▸ **PROBLEM**: Every entry must be echoed exactly.

--- SUPPLIED RECORDS Enclosed Below ---

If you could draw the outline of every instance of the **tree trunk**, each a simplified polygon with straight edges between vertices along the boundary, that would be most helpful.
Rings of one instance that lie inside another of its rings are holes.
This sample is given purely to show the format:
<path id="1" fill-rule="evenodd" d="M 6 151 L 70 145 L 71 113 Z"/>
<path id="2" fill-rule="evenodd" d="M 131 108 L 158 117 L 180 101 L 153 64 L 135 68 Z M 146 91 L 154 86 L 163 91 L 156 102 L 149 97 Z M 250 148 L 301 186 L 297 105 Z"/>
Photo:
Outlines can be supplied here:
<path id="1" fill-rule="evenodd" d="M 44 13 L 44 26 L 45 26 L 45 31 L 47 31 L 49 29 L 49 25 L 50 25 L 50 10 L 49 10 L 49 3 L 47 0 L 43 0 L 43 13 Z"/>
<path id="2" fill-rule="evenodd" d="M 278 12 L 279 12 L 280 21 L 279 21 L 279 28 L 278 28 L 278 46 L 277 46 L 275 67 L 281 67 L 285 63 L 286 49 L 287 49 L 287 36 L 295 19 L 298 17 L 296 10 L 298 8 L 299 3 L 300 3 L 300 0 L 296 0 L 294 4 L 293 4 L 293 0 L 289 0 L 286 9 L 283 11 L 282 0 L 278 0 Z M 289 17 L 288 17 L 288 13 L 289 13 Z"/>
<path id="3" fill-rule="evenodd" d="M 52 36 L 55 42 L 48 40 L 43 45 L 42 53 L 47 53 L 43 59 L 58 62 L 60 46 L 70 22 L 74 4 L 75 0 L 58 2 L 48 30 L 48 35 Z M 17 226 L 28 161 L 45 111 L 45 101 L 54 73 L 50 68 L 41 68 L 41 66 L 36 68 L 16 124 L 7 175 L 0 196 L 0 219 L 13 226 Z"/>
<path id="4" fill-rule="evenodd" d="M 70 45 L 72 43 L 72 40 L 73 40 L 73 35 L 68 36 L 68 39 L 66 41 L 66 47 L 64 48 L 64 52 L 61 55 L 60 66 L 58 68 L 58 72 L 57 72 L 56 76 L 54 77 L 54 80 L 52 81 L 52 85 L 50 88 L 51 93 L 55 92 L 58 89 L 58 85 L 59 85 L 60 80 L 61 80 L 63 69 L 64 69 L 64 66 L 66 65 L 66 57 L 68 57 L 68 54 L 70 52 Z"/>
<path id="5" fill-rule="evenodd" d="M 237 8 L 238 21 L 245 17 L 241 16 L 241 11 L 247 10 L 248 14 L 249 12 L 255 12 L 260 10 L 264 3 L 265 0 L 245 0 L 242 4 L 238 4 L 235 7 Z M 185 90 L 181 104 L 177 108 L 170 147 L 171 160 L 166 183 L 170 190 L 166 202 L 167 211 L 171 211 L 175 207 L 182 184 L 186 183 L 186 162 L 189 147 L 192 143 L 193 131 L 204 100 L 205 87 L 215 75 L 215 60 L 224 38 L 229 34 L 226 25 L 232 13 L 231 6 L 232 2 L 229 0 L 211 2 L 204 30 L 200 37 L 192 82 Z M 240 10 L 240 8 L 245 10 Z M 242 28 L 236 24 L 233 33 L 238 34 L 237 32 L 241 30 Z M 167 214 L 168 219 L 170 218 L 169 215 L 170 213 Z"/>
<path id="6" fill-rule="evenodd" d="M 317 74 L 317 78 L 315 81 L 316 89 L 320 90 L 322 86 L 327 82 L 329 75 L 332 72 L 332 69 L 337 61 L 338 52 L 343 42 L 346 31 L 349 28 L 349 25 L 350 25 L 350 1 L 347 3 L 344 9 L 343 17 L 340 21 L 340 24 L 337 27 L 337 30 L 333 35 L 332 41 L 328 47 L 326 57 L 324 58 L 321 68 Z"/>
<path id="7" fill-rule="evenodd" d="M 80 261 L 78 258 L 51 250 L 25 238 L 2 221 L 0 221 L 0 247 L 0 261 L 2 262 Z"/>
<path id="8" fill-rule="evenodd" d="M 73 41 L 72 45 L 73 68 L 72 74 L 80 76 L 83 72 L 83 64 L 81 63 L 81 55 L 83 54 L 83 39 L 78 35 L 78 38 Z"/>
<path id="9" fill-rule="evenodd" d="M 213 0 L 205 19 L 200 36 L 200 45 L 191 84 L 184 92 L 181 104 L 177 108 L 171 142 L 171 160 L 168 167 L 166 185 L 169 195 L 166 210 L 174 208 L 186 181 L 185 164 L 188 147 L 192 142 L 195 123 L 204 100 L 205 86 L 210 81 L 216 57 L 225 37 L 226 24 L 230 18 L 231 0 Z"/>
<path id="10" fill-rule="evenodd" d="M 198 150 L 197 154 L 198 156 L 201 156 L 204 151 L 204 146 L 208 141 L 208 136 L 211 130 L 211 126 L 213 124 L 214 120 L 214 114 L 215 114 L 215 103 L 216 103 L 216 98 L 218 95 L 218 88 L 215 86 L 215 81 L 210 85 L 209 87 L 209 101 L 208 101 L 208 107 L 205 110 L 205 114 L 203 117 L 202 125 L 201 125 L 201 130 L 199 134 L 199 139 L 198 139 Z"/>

--- End of Enclosed SUPPLIED RECORDS ---

▸ **OUTPUT BELOW**:
If you could draw the outline of every instance of the **tree trunk**, each a simplified polygon with straight edges between vertices along the boundary, that would be most helpful.
Rings of one instance that lie inside another of its rings are holes.
This sample is given purely to show the format:
<path id="1" fill-rule="evenodd" d="M 6 151 L 70 145 L 71 113 Z"/>
<path id="2" fill-rule="evenodd" d="M 131 108 L 158 117 L 180 101 L 153 64 L 135 68 Z M 146 91 L 154 86 L 163 91 L 156 102 L 149 97 Z M 250 148 L 301 186 L 297 105 Z"/>
Photo:
Outlines can be supplied here:
<path id="1" fill-rule="evenodd" d="M 44 13 L 44 26 L 45 26 L 45 31 L 47 31 L 49 29 L 49 25 L 50 25 L 50 10 L 49 10 L 49 3 L 47 0 L 43 0 L 43 13 Z"/>
<path id="2" fill-rule="evenodd" d="M 278 12 L 279 12 L 280 21 L 279 21 L 279 28 L 278 28 L 278 46 L 277 46 L 275 67 L 281 67 L 285 63 L 286 49 L 287 49 L 287 36 L 295 19 L 298 17 L 296 10 L 298 8 L 299 3 L 300 3 L 300 0 L 296 0 L 294 4 L 293 4 L 293 0 L 289 0 L 286 9 L 283 11 L 282 0 L 278 0 Z M 289 17 L 288 17 L 288 13 L 289 13 Z"/>
<path id="3" fill-rule="evenodd" d="M 52 36 L 55 42 L 48 40 L 43 45 L 42 53 L 47 53 L 43 59 L 58 62 L 60 46 L 70 22 L 74 4 L 75 0 L 58 2 L 48 30 L 48 35 Z M 17 226 L 28 161 L 45 111 L 45 101 L 54 73 L 50 68 L 41 68 L 41 66 L 36 68 L 16 124 L 7 175 L 0 196 L 0 219 L 13 226 Z"/>
<path id="4" fill-rule="evenodd" d="M 70 45 L 72 43 L 72 40 L 73 40 L 73 35 L 68 36 L 68 39 L 66 41 L 66 47 L 64 48 L 64 52 L 61 55 L 60 66 L 58 68 L 58 72 L 57 72 L 56 76 L 54 77 L 54 80 L 52 81 L 52 85 L 50 88 L 51 93 L 55 92 L 58 89 L 58 85 L 59 85 L 60 80 L 61 80 L 63 69 L 64 69 L 64 66 L 66 65 L 66 57 L 68 57 L 68 54 L 70 52 Z"/>
<path id="5" fill-rule="evenodd" d="M 237 8 L 238 21 L 245 17 L 241 16 L 241 11 L 247 10 L 248 14 L 249 12 L 255 12 L 260 10 L 264 3 L 265 0 L 245 0 L 242 4 L 238 4 L 235 7 Z M 185 90 L 181 104 L 177 108 L 170 147 L 171 160 L 166 183 L 170 190 L 166 202 L 167 211 L 171 211 L 175 207 L 182 184 L 186 183 L 186 162 L 189 147 L 192 143 L 193 131 L 204 100 L 205 87 L 215 75 L 215 60 L 224 38 L 229 34 L 226 25 L 232 13 L 231 6 L 232 2 L 229 0 L 211 2 L 204 30 L 200 37 L 192 82 Z M 240 10 L 240 8 L 245 10 Z M 242 28 L 236 24 L 233 33 L 238 34 L 237 32 L 241 30 Z M 167 214 L 168 219 L 170 218 L 169 215 L 170 213 Z"/>
<path id="6" fill-rule="evenodd" d="M 317 74 L 317 78 L 315 81 L 316 89 L 320 90 L 322 86 L 327 82 L 329 75 L 332 72 L 332 69 L 337 61 L 338 52 L 343 42 L 346 31 L 349 28 L 349 25 L 350 25 L 350 1 L 347 3 L 344 9 L 343 17 L 340 21 L 340 24 L 337 27 L 337 30 L 333 35 L 332 41 L 328 47 L 326 57 L 324 58 L 321 68 Z"/>
<path id="7" fill-rule="evenodd" d="M 80 261 L 78 258 L 51 250 L 25 238 L 2 221 L 0 221 L 0 247 L 0 261 L 2 262 Z"/>
<path id="8" fill-rule="evenodd" d="M 73 41 L 72 45 L 73 68 L 72 74 L 80 76 L 83 72 L 83 64 L 81 63 L 81 55 L 83 54 L 83 39 L 78 35 L 78 38 Z"/>
<path id="9" fill-rule="evenodd" d="M 213 0 L 205 19 L 200 36 L 200 45 L 191 84 L 184 92 L 181 104 L 177 108 L 171 142 L 171 160 L 168 167 L 166 185 L 169 195 L 166 210 L 174 208 L 186 181 L 185 164 L 188 147 L 192 142 L 195 123 L 204 100 L 205 86 L 210 81 L 216 57 L 225 37 L 226 24 L 230 18 L 231 0 Z"/>
<path id="10" fill-rule="evenodd" d="M 198 150 L 197 154 L 198 156 L 201 156 L 204 151 L 204 146 L 208 141 L 208 136 L 211 130 L 211 126 L 213 124 L 214 120 L 214 114 L 215 114 L 215 103 L 216 103 L 216 98 L 218 95 L 218 88 L 215 86 L 215 81 L 210 85 L 209 87 L 209 101 L 208 101 L 208 107 L 205 110 L 205 114 L 203 117 L 202 125 L 201 125 L 201 130 L 199 134 L 199 139 L 198 139 Z"/>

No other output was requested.